=== CHALLENGE A ===
Tally the lines of the rows below that contain the string "bank", and give only that number.

=== PASSAGE ===
▶

1. An assembly with a carrier element, a hinged door that is pivotally mounted to the carrier element and pivotable between a closed position and an open position, and an open-door locking system for locking the hinged door in the open position, wherein the open-door locking system comprises: a hinge bracket that is rigidly attached to the carrier element, wherein the hinge bracket comprises a locking notch; and an open-door locking device comprising: a mounting bracket that is pivotally mounted to the hinge bracket; a housing that is connected to the mounting bracket and rigidly attached to the hinged door; a sliding block that is accommodated in the housing and slidable in the housing in a first direction between a normal position and an actuated position; and a slider that is accommodated in the housing and slidable in the housing in a second direction between a blocking position and a releasing position, wherein the slider is coupled to the sliding block such that the slider is in the blocking position and engages the locking notch of the hinge bracket for blocking the hinged door in the open position when the sliding block is in the normal position.

2. The assembly of claim 1, wherein the slider comprises a blocking pin that engages the locking notch of the hinge bracket for blocking the hinged door in the open position when the slider is in the blocking position.

3. The assembly of claim 1, wherein the slider comprises a sliding member that slides in the sliding block when the sliding block slides in the housing in the first direction between the normal position and the actuated position.

4. The assembly of claim 3, wherein the slider is coupled to a transfer rod that is equipped with the sliding member.

5. The assembly of claim 3, wherein the sliding block comprises a wedge with a ramp, and wherein the sliding member slides along the ramp in a third direction when the sliding block slides in the housing in the first direction.

6. The assembly of claim 5, wherein the third direction is oblique to the first direction and the second direction.

7. The assembly of claim 1, wherein the first direction is at least approximately perpendicular to the second direction.

8. The assembly of claim 1, wherein the open-door locking device further comprises a slider return spring that biases the slider into the blocking position.

9. The assembly of claim 1, wherein the open-door locking device further comprises a sliding block return spring that biases the sliding block into the normal position.

10. The assembly of claim 1, wherein the open-door locking system further comprises a remote actuator for remotely actuating the open-door locking device, wherein the remote actuator is located spaced apart from the open-door locking device on the hinged door.

◀

=== RECORDS FOR THE EXERCISE ===
▶

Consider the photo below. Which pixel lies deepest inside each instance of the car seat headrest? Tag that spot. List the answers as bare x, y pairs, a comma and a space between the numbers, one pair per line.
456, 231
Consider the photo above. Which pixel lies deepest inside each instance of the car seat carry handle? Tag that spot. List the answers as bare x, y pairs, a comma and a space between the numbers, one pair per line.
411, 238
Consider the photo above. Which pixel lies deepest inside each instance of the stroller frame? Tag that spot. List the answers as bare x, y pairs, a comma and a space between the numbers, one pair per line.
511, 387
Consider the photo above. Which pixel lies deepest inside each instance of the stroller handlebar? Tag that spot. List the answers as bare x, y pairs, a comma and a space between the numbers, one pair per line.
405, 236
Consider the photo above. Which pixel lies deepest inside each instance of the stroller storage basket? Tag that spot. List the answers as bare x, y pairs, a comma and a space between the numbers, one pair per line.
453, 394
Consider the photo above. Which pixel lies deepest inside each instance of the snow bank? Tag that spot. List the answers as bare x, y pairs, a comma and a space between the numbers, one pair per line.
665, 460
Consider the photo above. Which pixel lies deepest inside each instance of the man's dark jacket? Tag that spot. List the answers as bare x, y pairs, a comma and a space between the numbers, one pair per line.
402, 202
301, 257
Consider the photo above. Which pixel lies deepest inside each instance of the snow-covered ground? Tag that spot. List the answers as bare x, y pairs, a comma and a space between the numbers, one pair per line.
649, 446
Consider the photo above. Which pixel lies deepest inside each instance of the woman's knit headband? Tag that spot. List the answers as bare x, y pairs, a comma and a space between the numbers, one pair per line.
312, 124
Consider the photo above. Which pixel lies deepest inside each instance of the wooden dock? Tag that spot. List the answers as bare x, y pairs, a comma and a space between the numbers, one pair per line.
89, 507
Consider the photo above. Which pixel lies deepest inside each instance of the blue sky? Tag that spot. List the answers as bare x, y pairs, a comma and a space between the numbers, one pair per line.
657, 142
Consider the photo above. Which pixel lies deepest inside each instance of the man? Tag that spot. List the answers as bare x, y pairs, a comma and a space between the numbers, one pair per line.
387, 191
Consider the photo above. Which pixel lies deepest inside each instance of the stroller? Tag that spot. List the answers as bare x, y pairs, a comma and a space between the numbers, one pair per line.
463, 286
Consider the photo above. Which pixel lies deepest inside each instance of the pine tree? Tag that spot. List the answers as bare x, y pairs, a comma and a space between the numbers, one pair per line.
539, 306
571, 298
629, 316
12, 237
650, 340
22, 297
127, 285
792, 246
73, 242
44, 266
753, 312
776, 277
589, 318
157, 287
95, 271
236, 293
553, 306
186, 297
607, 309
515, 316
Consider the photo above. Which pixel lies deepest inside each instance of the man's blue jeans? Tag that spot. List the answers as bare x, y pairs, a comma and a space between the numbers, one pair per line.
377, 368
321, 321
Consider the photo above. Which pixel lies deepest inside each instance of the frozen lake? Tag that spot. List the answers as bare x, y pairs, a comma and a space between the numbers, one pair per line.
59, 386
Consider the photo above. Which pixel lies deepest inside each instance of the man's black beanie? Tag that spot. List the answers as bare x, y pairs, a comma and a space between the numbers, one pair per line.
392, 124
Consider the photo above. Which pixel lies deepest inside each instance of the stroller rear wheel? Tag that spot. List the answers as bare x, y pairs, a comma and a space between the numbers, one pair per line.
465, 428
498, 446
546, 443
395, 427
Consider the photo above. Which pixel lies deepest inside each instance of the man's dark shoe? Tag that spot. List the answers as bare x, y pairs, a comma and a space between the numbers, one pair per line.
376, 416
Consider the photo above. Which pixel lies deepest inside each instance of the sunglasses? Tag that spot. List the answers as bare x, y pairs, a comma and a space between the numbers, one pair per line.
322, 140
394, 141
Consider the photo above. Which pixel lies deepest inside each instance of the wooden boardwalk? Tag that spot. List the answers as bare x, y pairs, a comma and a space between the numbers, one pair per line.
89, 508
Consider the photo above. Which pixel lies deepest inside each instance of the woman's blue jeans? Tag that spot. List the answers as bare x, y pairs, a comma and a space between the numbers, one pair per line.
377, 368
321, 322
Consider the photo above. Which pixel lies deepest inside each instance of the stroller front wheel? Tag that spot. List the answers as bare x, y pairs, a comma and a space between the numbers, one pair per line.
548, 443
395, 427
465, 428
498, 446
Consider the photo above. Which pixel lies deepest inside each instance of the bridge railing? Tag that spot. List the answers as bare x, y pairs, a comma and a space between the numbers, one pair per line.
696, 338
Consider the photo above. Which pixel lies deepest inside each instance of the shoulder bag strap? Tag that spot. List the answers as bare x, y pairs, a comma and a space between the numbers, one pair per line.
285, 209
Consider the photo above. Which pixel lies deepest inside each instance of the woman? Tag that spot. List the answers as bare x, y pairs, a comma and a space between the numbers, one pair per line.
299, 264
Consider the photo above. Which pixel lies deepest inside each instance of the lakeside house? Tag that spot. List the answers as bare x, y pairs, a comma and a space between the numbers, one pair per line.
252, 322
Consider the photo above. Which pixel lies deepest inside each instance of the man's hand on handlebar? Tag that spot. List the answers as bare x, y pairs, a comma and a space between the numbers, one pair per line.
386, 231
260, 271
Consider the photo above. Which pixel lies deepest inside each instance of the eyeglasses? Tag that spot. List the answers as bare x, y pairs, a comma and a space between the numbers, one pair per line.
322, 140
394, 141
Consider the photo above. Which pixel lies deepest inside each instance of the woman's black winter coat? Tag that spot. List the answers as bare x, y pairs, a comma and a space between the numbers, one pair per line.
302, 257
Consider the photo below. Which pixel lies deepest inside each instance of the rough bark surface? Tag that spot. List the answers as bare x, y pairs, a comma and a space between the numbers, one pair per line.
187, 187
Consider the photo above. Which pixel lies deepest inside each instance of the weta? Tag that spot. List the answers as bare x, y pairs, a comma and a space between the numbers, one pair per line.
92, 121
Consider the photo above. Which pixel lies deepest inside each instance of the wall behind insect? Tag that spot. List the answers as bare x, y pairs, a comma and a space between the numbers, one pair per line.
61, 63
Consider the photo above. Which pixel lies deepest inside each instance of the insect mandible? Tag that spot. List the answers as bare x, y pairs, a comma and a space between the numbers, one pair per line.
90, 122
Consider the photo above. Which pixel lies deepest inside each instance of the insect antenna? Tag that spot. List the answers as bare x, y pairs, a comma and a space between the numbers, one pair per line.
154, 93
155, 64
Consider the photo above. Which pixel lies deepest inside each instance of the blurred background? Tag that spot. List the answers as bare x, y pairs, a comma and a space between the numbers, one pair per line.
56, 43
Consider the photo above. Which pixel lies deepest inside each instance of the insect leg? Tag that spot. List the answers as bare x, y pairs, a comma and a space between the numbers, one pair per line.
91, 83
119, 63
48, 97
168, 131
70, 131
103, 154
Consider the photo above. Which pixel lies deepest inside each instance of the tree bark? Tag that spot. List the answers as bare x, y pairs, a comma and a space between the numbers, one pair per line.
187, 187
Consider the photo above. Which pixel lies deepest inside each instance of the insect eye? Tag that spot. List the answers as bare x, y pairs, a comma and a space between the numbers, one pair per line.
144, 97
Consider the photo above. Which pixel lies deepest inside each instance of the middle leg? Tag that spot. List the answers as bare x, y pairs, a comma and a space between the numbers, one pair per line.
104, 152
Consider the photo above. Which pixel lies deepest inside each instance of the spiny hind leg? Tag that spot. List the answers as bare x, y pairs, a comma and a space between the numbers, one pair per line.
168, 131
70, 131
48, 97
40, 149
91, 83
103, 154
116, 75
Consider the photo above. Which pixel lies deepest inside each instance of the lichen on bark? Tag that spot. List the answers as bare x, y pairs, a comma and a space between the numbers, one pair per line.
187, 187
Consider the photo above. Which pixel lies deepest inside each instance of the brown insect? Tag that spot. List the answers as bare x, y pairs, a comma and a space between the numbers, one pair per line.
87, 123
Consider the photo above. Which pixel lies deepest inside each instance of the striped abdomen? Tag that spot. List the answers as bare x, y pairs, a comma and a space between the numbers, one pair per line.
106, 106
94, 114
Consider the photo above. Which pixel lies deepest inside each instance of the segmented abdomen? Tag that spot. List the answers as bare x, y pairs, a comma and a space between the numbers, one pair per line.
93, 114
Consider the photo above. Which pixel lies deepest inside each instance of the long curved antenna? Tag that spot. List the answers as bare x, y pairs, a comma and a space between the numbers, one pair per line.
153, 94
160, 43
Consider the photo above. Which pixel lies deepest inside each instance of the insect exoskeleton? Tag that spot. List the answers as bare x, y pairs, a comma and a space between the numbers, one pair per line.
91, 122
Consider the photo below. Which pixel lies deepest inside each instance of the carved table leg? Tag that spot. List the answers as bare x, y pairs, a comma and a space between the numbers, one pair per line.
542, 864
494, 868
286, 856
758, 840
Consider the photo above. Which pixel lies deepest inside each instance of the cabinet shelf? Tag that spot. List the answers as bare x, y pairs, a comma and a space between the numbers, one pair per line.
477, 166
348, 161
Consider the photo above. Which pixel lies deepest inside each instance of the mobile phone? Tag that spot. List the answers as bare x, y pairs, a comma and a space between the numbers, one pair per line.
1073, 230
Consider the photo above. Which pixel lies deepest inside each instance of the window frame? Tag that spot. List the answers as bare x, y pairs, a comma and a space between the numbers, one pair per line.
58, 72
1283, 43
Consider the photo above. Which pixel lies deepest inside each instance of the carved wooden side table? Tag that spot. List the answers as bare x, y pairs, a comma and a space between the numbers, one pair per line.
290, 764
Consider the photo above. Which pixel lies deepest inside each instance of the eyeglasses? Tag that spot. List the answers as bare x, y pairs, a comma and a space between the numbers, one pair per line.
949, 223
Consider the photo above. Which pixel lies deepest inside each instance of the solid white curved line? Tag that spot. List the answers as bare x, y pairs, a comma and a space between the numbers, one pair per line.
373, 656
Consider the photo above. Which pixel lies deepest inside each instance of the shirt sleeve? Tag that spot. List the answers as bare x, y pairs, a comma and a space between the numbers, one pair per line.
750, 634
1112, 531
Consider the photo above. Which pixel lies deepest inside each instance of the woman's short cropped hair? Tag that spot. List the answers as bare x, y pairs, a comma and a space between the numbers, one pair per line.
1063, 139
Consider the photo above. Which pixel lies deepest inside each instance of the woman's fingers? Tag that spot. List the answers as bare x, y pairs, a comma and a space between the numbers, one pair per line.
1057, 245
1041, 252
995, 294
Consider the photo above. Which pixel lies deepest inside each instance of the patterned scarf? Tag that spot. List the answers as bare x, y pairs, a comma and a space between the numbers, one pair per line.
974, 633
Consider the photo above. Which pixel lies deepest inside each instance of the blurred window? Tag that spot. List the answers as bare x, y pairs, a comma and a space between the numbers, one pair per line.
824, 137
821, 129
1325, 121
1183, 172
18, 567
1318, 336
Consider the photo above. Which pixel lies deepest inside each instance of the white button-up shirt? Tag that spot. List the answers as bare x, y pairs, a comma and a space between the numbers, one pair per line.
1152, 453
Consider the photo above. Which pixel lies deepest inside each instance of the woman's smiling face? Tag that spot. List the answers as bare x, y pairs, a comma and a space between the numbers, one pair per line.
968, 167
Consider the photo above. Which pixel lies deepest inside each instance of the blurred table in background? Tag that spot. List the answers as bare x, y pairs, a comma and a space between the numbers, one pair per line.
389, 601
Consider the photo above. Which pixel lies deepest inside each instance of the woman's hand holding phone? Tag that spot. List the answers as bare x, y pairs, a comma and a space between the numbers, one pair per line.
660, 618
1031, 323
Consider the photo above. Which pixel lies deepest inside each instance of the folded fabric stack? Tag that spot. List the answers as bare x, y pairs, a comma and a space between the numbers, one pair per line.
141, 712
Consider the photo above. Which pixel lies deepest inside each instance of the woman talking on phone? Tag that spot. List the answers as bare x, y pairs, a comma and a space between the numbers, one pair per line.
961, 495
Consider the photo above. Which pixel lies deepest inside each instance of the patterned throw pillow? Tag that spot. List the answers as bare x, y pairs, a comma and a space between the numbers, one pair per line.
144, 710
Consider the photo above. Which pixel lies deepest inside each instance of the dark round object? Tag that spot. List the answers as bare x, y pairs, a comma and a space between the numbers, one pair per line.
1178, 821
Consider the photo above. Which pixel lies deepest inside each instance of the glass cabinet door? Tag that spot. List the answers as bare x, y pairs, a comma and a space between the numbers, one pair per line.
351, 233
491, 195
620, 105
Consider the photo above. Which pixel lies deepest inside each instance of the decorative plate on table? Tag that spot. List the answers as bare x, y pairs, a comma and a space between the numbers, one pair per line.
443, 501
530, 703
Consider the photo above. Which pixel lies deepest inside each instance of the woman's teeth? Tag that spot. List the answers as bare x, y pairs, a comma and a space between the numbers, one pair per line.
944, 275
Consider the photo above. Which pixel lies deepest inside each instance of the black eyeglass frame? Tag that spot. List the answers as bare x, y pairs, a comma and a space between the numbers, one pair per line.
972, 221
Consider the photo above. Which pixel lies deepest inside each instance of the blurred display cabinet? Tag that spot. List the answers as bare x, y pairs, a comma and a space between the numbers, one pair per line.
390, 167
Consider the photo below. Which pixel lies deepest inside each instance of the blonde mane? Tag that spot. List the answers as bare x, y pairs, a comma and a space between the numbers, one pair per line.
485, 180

◀

=== CHALLENGE B ===
Decide whether each statement agrees with the open-door locking claims above, answering yes or no and quoting the deciding words: (i) the hinge bracket is rigidly attached to the carrier element; (ii) the slider return spring biases the slider into the releasing position; (iii) the remote actuator sits on the hinged door, spaced apart from the open-door locking device.

=== EXERCISE RESULT A ===
1

=== EXERCISE RESULT B ===
(i) Yes: "a hinge bracket that is rigidly attached to the carrier element"
(ii) No: "a slider return spring that biases the slider into the blocking position"
(iii) Yes: "the remote actuator is located spaced apart from the open-door locking device on the hinged door"